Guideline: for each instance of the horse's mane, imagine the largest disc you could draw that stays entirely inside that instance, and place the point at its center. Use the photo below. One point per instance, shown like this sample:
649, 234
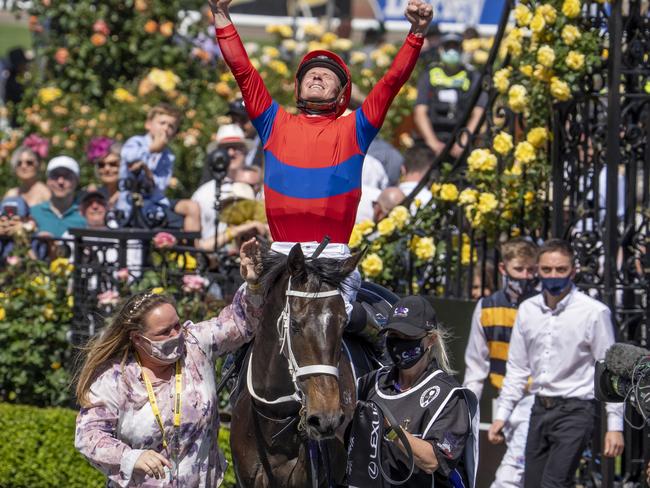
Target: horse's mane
324, 270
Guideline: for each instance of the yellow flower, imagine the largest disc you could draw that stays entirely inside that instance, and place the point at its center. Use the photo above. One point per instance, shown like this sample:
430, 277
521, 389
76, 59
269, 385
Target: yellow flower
358, 57
355, 238
575, 60
525, 152
61, 266
560, 89
400, 216
549, 13
523, 15
372, 265
518, 98
502, 143
546, 56
501, 80
570, 34
487, 203
537, 136
365, 226
386, 226
49, 94
280, 67
423, 247
468, 196
481, 160
538, 23
449, 192
122, 95
526, 70
48, 311
571, 8
529, 198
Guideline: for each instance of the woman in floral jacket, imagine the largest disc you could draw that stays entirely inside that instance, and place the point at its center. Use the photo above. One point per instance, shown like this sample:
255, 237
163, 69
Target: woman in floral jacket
149, 415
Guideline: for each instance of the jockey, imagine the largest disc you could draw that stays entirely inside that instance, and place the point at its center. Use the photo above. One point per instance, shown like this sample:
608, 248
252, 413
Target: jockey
313, 160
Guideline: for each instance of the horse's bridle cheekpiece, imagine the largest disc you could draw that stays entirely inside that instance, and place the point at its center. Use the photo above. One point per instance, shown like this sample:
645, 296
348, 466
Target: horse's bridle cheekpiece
296, 371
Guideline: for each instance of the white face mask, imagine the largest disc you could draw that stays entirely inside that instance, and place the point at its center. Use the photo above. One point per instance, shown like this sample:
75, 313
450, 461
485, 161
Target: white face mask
167, 351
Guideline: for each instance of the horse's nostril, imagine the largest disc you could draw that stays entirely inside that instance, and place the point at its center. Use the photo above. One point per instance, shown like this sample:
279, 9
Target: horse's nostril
314, 421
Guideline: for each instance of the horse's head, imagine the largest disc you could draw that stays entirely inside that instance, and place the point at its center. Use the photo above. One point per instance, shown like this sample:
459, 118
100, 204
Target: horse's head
313, 321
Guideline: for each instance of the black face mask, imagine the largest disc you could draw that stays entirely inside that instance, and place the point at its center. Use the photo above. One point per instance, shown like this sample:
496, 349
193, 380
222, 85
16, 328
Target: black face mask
405, 353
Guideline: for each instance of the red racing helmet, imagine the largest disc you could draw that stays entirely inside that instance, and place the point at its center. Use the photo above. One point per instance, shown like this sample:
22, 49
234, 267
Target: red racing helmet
329, 60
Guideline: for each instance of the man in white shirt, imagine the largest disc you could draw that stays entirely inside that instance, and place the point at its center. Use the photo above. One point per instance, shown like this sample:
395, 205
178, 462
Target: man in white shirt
557, 338
416, 164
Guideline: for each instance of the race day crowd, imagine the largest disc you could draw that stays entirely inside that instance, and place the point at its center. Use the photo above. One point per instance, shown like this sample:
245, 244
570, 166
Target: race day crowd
147, 389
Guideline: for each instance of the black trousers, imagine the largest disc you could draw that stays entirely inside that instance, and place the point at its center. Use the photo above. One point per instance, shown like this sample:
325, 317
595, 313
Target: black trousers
558, 433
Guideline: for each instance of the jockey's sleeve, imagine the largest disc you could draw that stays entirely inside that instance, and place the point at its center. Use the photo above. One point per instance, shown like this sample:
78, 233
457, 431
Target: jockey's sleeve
256, 97
381, 96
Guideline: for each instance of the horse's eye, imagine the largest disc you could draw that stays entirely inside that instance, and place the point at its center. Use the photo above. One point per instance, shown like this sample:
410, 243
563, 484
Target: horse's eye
295, 327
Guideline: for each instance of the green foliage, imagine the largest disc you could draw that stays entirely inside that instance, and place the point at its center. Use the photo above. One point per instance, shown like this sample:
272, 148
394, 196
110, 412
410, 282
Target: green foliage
37, 450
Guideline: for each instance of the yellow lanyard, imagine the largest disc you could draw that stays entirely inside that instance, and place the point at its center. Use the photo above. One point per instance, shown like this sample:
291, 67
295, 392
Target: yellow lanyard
154, 403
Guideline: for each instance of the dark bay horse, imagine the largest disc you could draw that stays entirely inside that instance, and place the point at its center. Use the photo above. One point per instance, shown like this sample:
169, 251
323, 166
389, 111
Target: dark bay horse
299, 393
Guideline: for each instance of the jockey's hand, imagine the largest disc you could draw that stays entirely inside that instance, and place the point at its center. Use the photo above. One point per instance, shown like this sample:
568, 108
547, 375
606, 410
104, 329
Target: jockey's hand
419, 14
250, 257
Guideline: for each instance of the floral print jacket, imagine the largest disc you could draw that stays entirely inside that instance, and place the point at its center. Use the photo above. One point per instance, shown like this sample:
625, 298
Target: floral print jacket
120, 425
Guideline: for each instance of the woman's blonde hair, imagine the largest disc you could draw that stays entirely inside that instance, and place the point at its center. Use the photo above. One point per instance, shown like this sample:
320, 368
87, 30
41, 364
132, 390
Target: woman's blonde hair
114, 341
438, 351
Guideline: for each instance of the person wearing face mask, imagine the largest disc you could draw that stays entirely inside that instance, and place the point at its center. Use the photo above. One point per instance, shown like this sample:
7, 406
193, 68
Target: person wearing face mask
443, 95
437, 415
487, 349
149, 407
557, 338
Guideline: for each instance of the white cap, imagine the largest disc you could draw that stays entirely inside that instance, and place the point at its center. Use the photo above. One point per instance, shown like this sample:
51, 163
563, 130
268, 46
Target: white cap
230, 134
63, 162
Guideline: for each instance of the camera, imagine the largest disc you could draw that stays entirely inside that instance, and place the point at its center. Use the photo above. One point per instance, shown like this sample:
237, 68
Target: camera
624, 376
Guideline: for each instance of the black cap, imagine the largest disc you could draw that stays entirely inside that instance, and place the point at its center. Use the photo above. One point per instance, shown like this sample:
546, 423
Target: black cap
413, 316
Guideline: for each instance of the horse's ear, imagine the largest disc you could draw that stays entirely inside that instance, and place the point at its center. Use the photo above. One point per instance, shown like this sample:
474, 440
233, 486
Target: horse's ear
351, 263
296, 260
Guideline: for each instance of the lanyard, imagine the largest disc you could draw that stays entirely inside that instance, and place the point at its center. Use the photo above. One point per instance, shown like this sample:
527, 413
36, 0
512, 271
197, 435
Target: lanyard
154, 403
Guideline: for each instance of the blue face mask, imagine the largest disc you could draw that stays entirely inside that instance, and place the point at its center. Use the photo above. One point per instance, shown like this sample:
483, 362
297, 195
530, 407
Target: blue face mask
450, 57
555, 286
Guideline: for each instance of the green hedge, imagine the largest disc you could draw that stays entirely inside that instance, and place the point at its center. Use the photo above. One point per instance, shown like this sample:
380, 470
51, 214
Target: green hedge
37, 450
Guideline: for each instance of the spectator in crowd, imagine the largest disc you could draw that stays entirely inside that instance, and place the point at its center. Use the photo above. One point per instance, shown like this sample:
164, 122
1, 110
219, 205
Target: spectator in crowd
129, 425
11, 84
230, 140
487, 350
482, 287
431, 46
417, 161
437, 416
104, 154
387, 200
443, 97
389, 157
557, 338
60, 213
239, 116
147, 165
93, 207
26, 164
242, 217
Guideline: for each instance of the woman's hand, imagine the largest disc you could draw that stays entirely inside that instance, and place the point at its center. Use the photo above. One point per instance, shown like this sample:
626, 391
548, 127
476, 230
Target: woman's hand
250, 256
152, 464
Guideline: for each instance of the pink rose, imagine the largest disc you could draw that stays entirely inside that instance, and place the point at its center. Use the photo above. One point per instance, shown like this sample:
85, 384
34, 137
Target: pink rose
192, 283
109, 297
122, 274
164, 240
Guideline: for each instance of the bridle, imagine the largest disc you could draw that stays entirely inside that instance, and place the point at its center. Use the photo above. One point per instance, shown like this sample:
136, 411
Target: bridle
295, 370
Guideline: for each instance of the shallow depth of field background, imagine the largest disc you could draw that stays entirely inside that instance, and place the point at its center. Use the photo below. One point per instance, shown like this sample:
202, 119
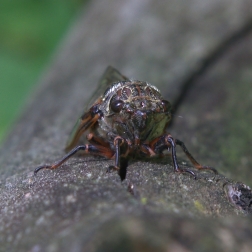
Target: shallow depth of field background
29, 34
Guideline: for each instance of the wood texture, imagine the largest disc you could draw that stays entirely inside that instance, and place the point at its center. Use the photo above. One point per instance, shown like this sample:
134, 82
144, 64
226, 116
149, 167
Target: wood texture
81, 208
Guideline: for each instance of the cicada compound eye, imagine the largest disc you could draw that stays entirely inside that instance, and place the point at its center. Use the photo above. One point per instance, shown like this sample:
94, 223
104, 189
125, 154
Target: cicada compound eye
116, 105
166, 105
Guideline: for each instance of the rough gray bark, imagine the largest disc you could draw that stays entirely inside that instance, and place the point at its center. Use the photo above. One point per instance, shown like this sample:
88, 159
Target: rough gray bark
81, 208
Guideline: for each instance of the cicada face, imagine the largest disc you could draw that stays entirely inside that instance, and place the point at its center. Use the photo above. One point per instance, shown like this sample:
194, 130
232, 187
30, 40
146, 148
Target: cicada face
134, 110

════════════════════

Each line from the one containing "Guideline: for each instance of the cicada compound" through the end of the entries, both included, is to be returned exactly, with no other lines.

__Answer to this exercise__:
Guideline: for each instance of the cicada compound eye, imagine the largest disc you could draw that stays entirely inside that instance, and place the point at its center. Use the photo above. One point per instance, shown like this sample:
94, 223
104, 189
125, 154
Target: cicada compound eye
116, 105
166, 105
Guideline: for each instance of the rough gray bark, imagine the largest disc you could draw that stays entirely inside that instance, and place the point at its center. Use the photo above. One point per instance, shown like this sample:
88, 159
Target: rough gray bark
81, 208
Guideline: for each instance of the cicada face, imagine the largest disc you could draw that stays entirely inside that instance, and place the point at its center. Use the photo above. One point per instance, shown like this sample:
194, 130
232, 187
30, 40
146, 148
Target: cicada face
134, 110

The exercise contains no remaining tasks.